**Stated task**
Rewrite each line of the records below as one item in a numbered list, leaving out any blank lines.

Begin Input for this task

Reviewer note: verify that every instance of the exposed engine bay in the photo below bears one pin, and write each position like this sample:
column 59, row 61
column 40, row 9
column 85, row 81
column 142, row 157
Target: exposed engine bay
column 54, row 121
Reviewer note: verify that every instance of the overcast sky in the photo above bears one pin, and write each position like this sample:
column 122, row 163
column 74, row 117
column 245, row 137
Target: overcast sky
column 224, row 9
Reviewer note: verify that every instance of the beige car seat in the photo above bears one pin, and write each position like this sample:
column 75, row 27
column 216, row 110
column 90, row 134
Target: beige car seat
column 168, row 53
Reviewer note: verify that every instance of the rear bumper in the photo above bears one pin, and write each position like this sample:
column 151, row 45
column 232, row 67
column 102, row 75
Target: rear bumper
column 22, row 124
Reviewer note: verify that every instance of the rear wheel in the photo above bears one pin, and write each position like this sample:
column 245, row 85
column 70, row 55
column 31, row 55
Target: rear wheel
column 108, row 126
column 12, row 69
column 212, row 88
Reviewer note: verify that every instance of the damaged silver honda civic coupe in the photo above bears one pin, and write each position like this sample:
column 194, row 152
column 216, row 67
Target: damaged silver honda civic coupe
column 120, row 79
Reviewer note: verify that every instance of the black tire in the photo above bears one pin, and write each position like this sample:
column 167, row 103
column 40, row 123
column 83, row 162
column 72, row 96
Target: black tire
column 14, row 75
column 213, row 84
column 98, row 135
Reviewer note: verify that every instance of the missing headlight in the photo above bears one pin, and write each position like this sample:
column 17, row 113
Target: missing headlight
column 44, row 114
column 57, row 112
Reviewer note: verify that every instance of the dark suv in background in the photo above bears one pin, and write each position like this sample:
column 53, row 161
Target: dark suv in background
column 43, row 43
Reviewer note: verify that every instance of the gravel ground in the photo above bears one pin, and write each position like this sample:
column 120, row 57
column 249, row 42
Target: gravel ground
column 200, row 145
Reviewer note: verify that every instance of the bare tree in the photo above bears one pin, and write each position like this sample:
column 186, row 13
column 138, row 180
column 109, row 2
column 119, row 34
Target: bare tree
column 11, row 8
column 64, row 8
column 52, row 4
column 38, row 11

End Input for this task

**Written response**
1. Reviewer note: verify that every instance of the exposed engine bay in the photo below bears one pin, and write each position like this sample:
2. column 59, row 61
3. column 40, row 9
4. column 85, row 81
5. column 142, row 157
6. Target: exposed engine bay
7. column 54, row 121
8. Reviewer note: verify that every instance of the overcast sky in the photo above bears one pin, and write each position like this sample:
9. column 122, row 163
10. column 74, row 117
11. column 245, row 137
12. Target: overcast sky
13. column 224, row 9
14. Reviewer note: verify that every instance of the beige car seat in the photo above bears one pin, and write each position like this sample:
15. column 75, row 27
16. column 216, row 110
17. column 90, row 134
18. Target: beige car seat
19. column 168, row 53
20. Reviewer note: verify that every instance of the rear bumper in the photo above bears one pin, and write each position like this sample:
21. column 151, row 45
22. column 232, row 67
23. column 102, row 75
24. Target: rear bumper
25. column 22, row 124
26. Reviewer note: verify that every instance of the rear wheel in the photo above bears one pin, and write each position like this sample:
27. column 245, row 85
28. column 70, row 55
29. column 31, row 55
30. Target: rear wheel
31. column 108, row 126
32. column 12, row 69
33. column 212, row 88
34. Reviewer note: verify that every instance of the damaged silver honda civic coupe in the photo above bears one pin, and write each position like this sample:
35. column 194, row 152
36. column 216, row 67
37. Target: damaged silver honda civic coupe
38. column 120, row 79
39. Reviewer note: verify that every instance of the black tire in the photo above bears one pin, and write each position like this sample:
40. column 167, row 103
41. column 40, row 123
42. column 83, row 162
43. column 72, row 96
44. Target: black tire
45. column 14, row 75
46. column 213, row 84
47. column 98, row 135
48. Reviewer note: verify that every instance of the missing headlight in the photo above bears one pin, and write each position like this sample:
49. column 17, row 113
50. Target: missing headlight
51. column 44, row 114
52. column 57, row 112
53. Reviewer note: verify that every instance of the dark suv in background in the photo above bears one pin, and write each position like this sample:
54. column 53, row 161
55. Target: dark suv in background
56. column 43, row 43
57. Reviewer note: verify that every instance of the gravel ground in the photo above bears one pin, and write each position like this sample:
58. column 120, row 57
59. column 249, row 42
60. Target: gravel ground
61. column 200, row 145
62. Reviewer note: verify that every instance of the bare tree in the photo above bears one pin, and write each position like this sample:
63. column 186, row 13
64. column 138, row 180
65. column 109, row 2
66. column 119, row 34
67. Target: bare tree
68. column 11, row 8
69. column 64, row 8
70. column 52, row 4
71. column 38, row 11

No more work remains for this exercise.